- What is expected:
Every line in the data below has to be repeated exactly; no picture belongs in the result.

- Supplied material:
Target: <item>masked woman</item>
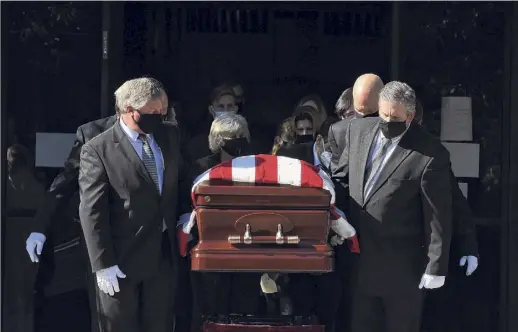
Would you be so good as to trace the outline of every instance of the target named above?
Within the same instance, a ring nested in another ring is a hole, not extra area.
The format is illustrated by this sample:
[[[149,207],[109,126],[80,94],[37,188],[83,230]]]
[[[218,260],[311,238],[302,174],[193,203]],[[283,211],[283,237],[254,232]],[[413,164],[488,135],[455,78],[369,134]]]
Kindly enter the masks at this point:
[[[322,123],[324,123],[327,118],[327,110],[322,98],[320,98],[320,96],[317,94],[310,94],[302,97],[295,106],[293,116],[307,112],[307,110],[302,109],[303,107],[311,107],[313,109],[311,112],[313,117],[313,126],[315,128],[320,128]]]
[[[235,113],[218,116],[209,133],[211,155],[198,159],[194,177],[235,157],[248,154],[250,133],[244,117]],[[196,231],[194,241],[196,242]],[[209,317],[229,314],[257,314],[260,297],[260,274],[191,272],[193,290],[192,331],[200,331]]]

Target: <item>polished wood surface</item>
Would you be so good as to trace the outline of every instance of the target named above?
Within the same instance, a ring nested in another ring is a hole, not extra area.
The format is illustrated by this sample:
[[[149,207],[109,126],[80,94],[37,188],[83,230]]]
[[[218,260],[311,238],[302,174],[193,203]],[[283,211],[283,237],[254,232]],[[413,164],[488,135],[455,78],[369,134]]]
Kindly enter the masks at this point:
[[[199,242],[191,253],[192,270],[333,270],[327,191],[206,182],[195,198]]]
[[[302,326],[272,326],[272,325],[245,325],[245,324],[221,324],[205,323],[203,332],[324,332],[324,325]]]

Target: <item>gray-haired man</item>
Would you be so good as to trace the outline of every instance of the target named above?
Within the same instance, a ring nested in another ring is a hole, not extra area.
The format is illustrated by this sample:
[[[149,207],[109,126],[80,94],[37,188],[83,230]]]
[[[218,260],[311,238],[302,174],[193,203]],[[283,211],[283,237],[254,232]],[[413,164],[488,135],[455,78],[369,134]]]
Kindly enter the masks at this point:
[[[390,82],[379,119],[352,120],[340,162],[361,254],[353,332],[418,332],[423,288],[444,284],[451,239],[450,159],[412,124],[415,93]]]
[[[101,326],[166,332],[179,266],[177,129],[163,124],[168,100],[154,79],[125,82],[115,100],[119,120],[83,146],[79,166],[79,216]]]

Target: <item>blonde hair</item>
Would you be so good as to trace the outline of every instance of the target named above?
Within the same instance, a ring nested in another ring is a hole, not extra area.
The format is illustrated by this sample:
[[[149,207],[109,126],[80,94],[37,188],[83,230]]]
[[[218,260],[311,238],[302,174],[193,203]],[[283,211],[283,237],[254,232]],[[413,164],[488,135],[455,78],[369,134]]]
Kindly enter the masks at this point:
[[[275,136],[275,140],[273,142],[272,154],[277,154],[280,148],[285,146],[290,146],[295,142],[295,138],[297,137],[295,131],[295,121],[293,117],[284,119],[281,122],[281,125],[277,129],[277,135]]]
[[[245,137],[250,142],[250,132],[245,118],[239,114],[227,112],[212,121],[209,133],[209,148],[212,153],[221,151],[223,141],[229,138]]]

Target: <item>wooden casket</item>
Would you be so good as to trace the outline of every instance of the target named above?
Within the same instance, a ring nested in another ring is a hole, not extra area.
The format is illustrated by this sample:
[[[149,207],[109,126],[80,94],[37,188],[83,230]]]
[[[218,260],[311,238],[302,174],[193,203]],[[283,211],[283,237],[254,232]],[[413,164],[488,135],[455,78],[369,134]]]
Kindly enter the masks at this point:
[[[330,194],[319,188],[200,183],[194,271],[330,272]]]

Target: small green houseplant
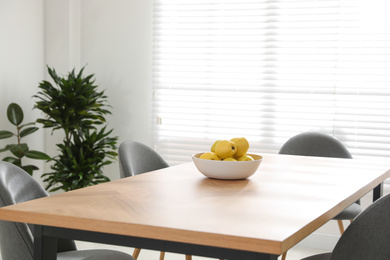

- Answer for the task:
Target: <item>masked woman</item>
Would you be so good as to trace the outline of every instance of the target named above?
Within the same instance, a ring nested in another ring is a hole, not extra area.
The format is illustrated by this sample:
[[[149,207],[109,126],[80,94],[37,188],[83,230]]]
[[[218,260],[311,238],[302,174],[193,203]],[[283,211],[283,237],[254,232]],[[413,164],[488,135],[455,78],[369,134]]]
Kindly enter the masks at this point:
[[[322,123],[324,123],[327,118],[327,110],[322,98],[320,98],[320,96],[317,94],[310,94],[302,97],[295,106],[293,116],[307,112],[307,110],[302,109],[303,107],[311,107],[313,109],[311,112],[313,117],[313,126],[315,128],[320,128]]]
[[[235,113],[218,116],[209,133],[211,155],[198,159],[194,177],[235,157],[248,154],[250,133],[244,117]],[[196,231],[194,241],[196,242]],[[209,317],[229,314],[257,314],[260,297],[260,274],[191,272],[193,290],[192,331],[200,331]]]

Target: <item>polished wood surface</item>
Would you be so good as to trace the outline of every instance of the target named above?
Within the same instance, a ring nested in another ring is a hole, not extra area.
The format is illustrated by this sample:
[[[149,207],[109,126],[80,94],[37,188],[83,230]]]
[[[218,260],[311,238],[302,174],[193,203]],[[283,211],[283,237],[254,232]],[[413,164],[488,135],[455,78],[369,134]]]
Kindly enter the masks at this point:
[[[199,242],[191,253],[192,270],[333,270],[327,191],[206,182],[195,198]]]
[[[302,326],[272,326],[272,325],[245,325],[245,324],[221,324],[205,323],[203,332],[324,332],[324,325]]]

Target: <item>gray-haired man</item>
Would you be so good as to trace the outline of every instance of the target named above?
Within the same instance, a ring nested in another ring is a hole, not extra area.
The format is illustrated by this sample:
[[[149,207],[109,126],[80,94],[37,188],[83,230]]]
[[[218,260],[311,238],[302,174],[193,203]],[[283,211],[283,237],[254,232]],[[413,164],[488,135],[455,78],[369,134]]]
Kindly enter the masks at this point:
[[[390,82],[379,119],[352,120],[340,162],[361,254],[353,332],[418,332],[423,288],[444,284],[451,239],[450,159],[412,124],[415,93]]]
[[[101,326],[166,332],[179,266],[177,129],[163,124],[168,100],[154,79],[125,82],[115,100],[119,120],[83,146],[79,166],[79,216]]]

Target: <item>blonde hair</item>
Would you be so good as to trace the outline of every instance of the target named above?
Within the same instance, a ring nested in another ring is a hole, not extra area.
The format is illustrated by this sample:
[[[149,207],[109,126],[80,94],[37,188],[83,230]]]
[[[218,260],[311,238],[302,174],[193,203]],[[283,211],[283,237],[254,232]],[[413,164],[488,135],[455,78],[369,134]]]
Kindly enter the masks at this point:
[[[275,136],[275,140],[273,142],[272,154],[277,154],[280,148],[285,146],[290,146],[295,142],[295,138],[297,137],[295,131],[295,121],[293,117],[284,119],[281,122],[281,125],[277,129],[277,135]]]
[[[245,137],[250,142],[250,132],[245,118],[239,114],[227,112],[212,121],[209,133],[209,148],[212,153],[221,151],[223,141],[229,138]]]

Target: <item>wooden casket</item>
Would you be so good as to trace the outline of every instance of the target named above?
Within the same instance, a ring nested in another ring is a hole, not extra area.
The format is illustrated by this sample:
[[[149,207],[109,126],[80,94],[37,188],[83,230]]]
[[[218,260],[311,238],[302,174],[193,203]],[[283,211],[283,237],[254,232]],[[413,164],[488,135],[455,78],[369,134]]]
Kindly enter the masks at this point:
[[[330,194],[319,188],[200,183],[194,271],[330,272]]]

Target: small green houseplant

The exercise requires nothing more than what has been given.